WEETING WAR MEMORIAL

World War 1 & 2 - Detailed Information
Compiled and Copyright © Transcribed and researched Peter Dearsley 2005

The memorial is in the form of a plaque mounted inside the village church – St Mary’s. The memorial lists those who laid down their lives during WWI, with the names of the WWII fallen added at a later date. There is no mention of casualties from other conflicts (Malaya, Korea, etc).

The dedication reads:

In loving memory of the Weeting men who laid down
their lives for their country in the Great War 1914-1918.

Names are recorded in full on the roll of honour but there are no details of rank, branch of service, or dates of death. The names are recorded in the following order:-

ADAMS William

Private G/81028 2nd Battalion Royal Fusiliers (City of London Regiment) who died of wounds aged 36 in France & Flanders on 13 October 1917 after previous service with the East Surrey Regiment (service no 5730). He is buried in Dozinghem Military Cemetery. Pte Adams was born and lived in Brandon, and enlisted in Attleborough. He was the son of Jessie Adams of Thetford Road, Brandon.

ALGER Laurence William

Private 21314 8th Battalion Border Regiment who died of wounds aged 21 in France & Flanders on 15 July 1916 after previous service with the Norfolk Regiment (service no 19123). He is buried in Millencourt Communal Cemetery Extension. Pte Alger was born in Brandon, and was living in Thetford when he enlisted in Norwich. He was the son of Fanny Crane (formerly Alger) of The Row, Weeting and the late William Alger.

CARTER Albert Victor

Sergeant 7523 2nd Battalion Lincolnshire Regiment who was killed in action in France & Flanders on 1 July 1916 – the first day of the Battle of the Somme. He has no known grave, but is commemorated with honour on the Thiepval Memorial. Sgt Carter was born in Thetford, and was living in Brandon when he enlisted in Holbeach (Lincs).

CARTER Leonard

Private 6888 4th (Royal Irish) Dragoon Guards, who was killed in action in France & Flanders on 16 October 1914. He has no known grave, but is commemorated with honour on the Ploegsteert Memorial. Pte Carter was born and enlisted in Brandon.

CHINN William John Cecil

Private 16502 1st Battalion Norfolk Regiment, who died of wounds aged 17 in France & Flanders on 20 June 1915. He is buried in Bailleul Communal Cemetery Extension (Nord). Pte Chinn was born in Weeting and enlisted in Norwich. He was the son of William Edward Alice Chinn.

DRAKE    Arthur   

Probably either Private 17162 11th Battalion Suffolk Regiment, who was killed in action in France & Flanders on 1 July 1916 – the first day of the Battle of the Somme. He has no known grave, but is commemorated with honour on the Thiepval Memorial. Pte Drake was born in Dipton (Co Durham) and enlisted in Newmarket.

Or Able Seaman 238786 Arthur Rayment Drake HM Submarine K/7 Royal Navy, who died aged 28 on 31 January 1918. He has no known grave, but is commemorated with honour on the Chatham Naval Memorial. AB Drake was the son of Mr H Drake of St Philip’s Rd, Newmarket.

K Class submarines began to enter service in 1916, but because of their role with the Fleet they were unduly exposed to the risk of collision and a chapter of accidents befell the class. The worst accident occurred on the night of 31st January 1918 when ten K boats were operating with battle cruisers on a night exercise off May Island.

▶ _Material_
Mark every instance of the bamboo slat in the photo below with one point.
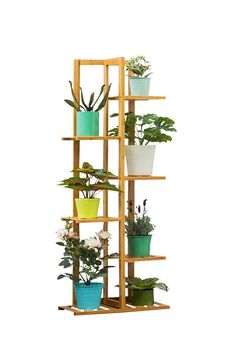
(76, 156)
(98, 219)
(104, 309)
(138, 98)
(105, 167)
(140, 178)
(91, 62)
(113, 61)
(91, 138)
(131, 188)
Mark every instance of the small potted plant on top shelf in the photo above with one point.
(140, 131)
(139, 83)
(142, 290)
(138, 228)
(94, 181)
(86, 257)
(87, 122)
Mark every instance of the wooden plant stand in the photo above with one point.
(122, 302)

▶ _Instructions_
A – According to the war memorial text, on which memorial is Leonard Carter commemorated?
B – Locate each line in the rows that contains the word "every" and copy those lines.

▶ _Answers to the tasks_
A – The Ploegsteert Memorial.

B –
Mark every instance of the bamboo slat in the photo below with one point.
Mark every instance of the small potted plant on top shelf in the photo above with one point.
Mark every instance of the wooden plant stand in the photo above with one point.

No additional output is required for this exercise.